## Start Selected extract

So I feel I should post something.

May 17, 2007 16:15

It's been a while since I have. Let's see...

I'm all moved into my summer housing. It's nice to have a room to my self. I am not a sharer, so having the ability to spread my stuff out all over the place and arrange my room the way I want is pretty nice. This room is easily twice the size of my last one, so I've got a pretty sweet deal here for the next three months.

I'm looking forward to Jess's 21st. We went shopping today to find nice things to wear into New York City, but no luck for Jess or I. Kelsey, however, found tons of new clothes. I got a really nice choker, so I'll wear that with my black boots, skirt and red shirt. I will be nice and sexy, and the red shirt will hide my stomach fat quite nicely.

My job doesn't start until the 29th, but I've got a few things lined up between now and then. Hopefully, this job at the Book Cellar will work out. I would love to be paid to sit in a comfy chair and read for a couple nights a week. Which is, essentially, what the job will be.

Problems with money, thanks to my boss forgetting to complete her share of the timesheet in time to be paid last Friday. I'll get paid for those hours next time, but I really need the money now. I'm not going to starve, but I do have a couple bills to pay, not to mention Jess's birthday foray. I'll make it work. Somehow.

## End Selected extract

**Task set**.
**A.** Answer these questions about the blog post, each on its own line:
(i) How long will the writer have the summer room?
(ii) On what date does the writer's job start?
(iii) What did Kelsey find on the shopping trip?
**B.** Rewrite the listing below from its start through the line that contains "[[182, 741], [69, 742]]", keeping every line, and add 126 to each coordinate in the answers.

## Start Data provided

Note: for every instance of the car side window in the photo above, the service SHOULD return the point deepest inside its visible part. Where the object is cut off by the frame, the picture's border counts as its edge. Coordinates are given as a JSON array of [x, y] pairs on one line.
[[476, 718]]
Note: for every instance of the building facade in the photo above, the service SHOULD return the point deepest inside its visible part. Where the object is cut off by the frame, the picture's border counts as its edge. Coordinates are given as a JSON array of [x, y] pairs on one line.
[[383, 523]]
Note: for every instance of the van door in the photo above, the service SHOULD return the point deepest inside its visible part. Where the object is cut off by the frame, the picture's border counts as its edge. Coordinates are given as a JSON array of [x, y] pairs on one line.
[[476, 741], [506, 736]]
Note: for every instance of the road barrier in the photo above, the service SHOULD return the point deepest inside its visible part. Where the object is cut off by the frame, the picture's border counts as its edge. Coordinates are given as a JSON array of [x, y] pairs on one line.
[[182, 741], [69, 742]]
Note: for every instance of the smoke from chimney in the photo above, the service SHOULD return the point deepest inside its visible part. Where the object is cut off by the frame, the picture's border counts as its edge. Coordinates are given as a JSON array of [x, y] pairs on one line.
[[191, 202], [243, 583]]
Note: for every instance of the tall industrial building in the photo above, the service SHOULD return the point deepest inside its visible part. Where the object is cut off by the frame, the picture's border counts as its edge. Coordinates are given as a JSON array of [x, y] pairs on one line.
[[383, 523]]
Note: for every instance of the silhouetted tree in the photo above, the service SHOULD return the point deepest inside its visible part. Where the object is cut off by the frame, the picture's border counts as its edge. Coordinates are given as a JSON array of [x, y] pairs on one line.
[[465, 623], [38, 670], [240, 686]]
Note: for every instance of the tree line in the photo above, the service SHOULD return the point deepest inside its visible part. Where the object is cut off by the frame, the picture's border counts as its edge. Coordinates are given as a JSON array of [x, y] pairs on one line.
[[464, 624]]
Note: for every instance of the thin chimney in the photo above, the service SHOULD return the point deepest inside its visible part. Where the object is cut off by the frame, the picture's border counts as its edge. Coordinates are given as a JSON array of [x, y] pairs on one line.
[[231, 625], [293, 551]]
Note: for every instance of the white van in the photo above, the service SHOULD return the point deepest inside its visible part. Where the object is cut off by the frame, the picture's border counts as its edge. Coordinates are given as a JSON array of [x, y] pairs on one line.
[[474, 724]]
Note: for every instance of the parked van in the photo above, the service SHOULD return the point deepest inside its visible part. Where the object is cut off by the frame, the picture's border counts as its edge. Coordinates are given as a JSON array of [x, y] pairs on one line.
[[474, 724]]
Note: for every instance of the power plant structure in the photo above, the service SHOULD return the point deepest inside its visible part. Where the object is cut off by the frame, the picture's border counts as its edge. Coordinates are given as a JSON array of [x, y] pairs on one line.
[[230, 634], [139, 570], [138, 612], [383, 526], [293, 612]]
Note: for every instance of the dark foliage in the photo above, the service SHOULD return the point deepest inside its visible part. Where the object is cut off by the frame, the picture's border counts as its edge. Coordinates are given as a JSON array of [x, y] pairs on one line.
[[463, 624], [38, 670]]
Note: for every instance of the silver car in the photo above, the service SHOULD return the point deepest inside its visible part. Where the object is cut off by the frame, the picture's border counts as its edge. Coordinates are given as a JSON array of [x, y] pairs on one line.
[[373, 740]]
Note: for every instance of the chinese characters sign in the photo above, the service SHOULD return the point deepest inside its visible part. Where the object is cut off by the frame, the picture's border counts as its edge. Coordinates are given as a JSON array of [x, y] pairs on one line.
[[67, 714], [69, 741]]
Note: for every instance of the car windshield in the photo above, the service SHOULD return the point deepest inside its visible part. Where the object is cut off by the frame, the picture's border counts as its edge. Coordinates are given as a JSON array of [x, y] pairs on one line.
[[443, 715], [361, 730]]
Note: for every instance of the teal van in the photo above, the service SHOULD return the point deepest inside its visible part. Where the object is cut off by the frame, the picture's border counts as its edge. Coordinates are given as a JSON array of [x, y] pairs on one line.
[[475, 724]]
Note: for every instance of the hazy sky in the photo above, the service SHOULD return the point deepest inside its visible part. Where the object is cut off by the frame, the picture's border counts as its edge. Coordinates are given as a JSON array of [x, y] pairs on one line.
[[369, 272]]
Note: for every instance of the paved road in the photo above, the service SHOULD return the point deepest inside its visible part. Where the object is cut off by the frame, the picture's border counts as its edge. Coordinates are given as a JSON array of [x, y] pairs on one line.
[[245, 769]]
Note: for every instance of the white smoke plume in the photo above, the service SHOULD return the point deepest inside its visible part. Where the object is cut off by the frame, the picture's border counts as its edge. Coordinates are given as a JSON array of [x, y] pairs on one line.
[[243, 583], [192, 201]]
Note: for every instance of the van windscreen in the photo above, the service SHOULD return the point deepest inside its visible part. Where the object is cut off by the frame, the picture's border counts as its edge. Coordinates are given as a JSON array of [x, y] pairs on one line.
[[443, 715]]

## End Data provided

**Outputs in order**.
**A.**
(i) The next three months.
(ii) The 29th.
(iii) Tons of new clothes.

**B.**
Note: for every instance of the car side window in the photo above, the service SHOULD return the point deepest inside its visible part. Where the object is cut off by the frame, the picture's border counts as its edge. Coordinates are given as a JSON array of [x, y] pairs on one line.
[[602, 844]]
Note: for every instance of the building facade in the photo above, the service SHOULD return the point deepest inside its visible part. Where the object is cut off by the frame, the picture's border counts as its edge. Coordinates are given as a JSON array of [x, y] pairs on one line.
[[509, 649]]
Note: for every instance of the van door in the photo above, the service SHOULD return the point deepest inside its visible part. Where the object is cut off by the frame, the picture's border counts as its edge. Coordinates are given as a JSON array of [x, y] pairs on one line.
[[602, 867], [632, 862]]
Note: for every instance of the road barrier in the photo above, the service SHOULD return the point deepest inside its visible part. Where the object is cut off by the frame, the picture's border counts as its edge. Coordinates are given as a JSON array of [x, y] pairs on one line.
[[308, 867], [195, 868]]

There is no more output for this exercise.